## STUDY QUESTIONS
1. In the book description about Galileo's daughter, what name did Virginia take when she professed her nun's vows?
2. Print the book description about Galileo's daughter from "Galileo’s Daughter Translated" up to and including "about Galileo’s daughter.", word for word.

Galileo’s Daughter Translated from the English by Christian Cler. Publication date : March 1, 2001

This is a most unusual biography about Galileo’s daughter.
Galileo Galilei (1564-1642) was regarded by Albert Einstein not only as the father of modern physics but as the father of all modern science. The son of a musician, Galileo tried to become a monk before embarking on the studies that would make him one of the greatest scientists of his time. Although he never left Italy, his discoveries and inventions became known world-wide. After he invented the telescope, he was able to make significant discoveries supporting the Copernican theory that the earth went around the sun. Because of his views, he was accused of heresy by the Roman Inquisition and held under house arrest. Galileo had three illegitimate children. The eldest, Virginia, mirrored Galileo’s own brilliance, industry and sensibility, and by virtue of these qualities became his confidante. When she was thirteen, Galileo placed her in a convent near Florence. When Virginia professed her nun’s vows, she took the name Sister Maria Celeste. Her devotion to her father was of great support to him during the most creative and difficult years of his life. Their correspondence, reproduced throughout the book, reveals their intense relationship, based on tender attachment and intellectual stimulation. The little-known life of Maria Celeste gives a human dimension to one of the major seventeenth-century scientists. His struggle with the Church is a lasting symbol of the conflict between science and religion. Galileo’s Daughter offers a powerful account of papal Rome and of Florentine intellectual life during the time of the Medicis. Against the backdrop of the plague that was sweeping Europe and the devastation caused by the Thirty Years’ War, the author depicts a key moment in history, when humanity’s vision of its place in the universe was undergoing a major upheaval.

Dava Sobel is a writer who lives in New York. She is the author of Longitude, an international best-seller described as “a gem” in the New York Times.

## SUPPLIED INFORMATION
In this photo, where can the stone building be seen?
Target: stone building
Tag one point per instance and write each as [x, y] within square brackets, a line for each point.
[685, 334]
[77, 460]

...

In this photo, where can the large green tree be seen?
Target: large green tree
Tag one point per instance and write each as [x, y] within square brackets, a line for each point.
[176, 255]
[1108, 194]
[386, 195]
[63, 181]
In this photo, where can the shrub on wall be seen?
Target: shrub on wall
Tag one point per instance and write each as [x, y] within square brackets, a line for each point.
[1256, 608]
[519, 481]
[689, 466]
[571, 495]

==

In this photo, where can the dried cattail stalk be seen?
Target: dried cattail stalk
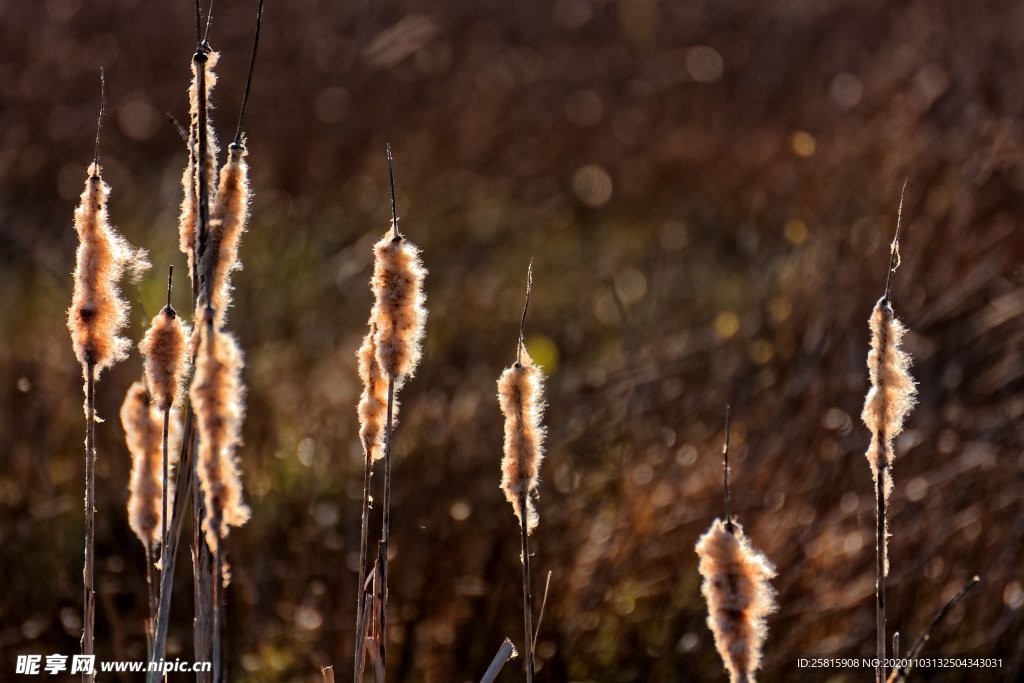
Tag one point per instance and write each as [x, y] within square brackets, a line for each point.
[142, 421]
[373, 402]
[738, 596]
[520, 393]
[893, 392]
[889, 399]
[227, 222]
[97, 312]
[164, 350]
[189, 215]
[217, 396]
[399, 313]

## TASK ANSWERS
1. Sister Maria Celeste

2.
Galileo’s Daughter Translated from the English by Christian Cler. Publication date : March 1, 2001

This is a most unusual biography about Galileo’s daughter.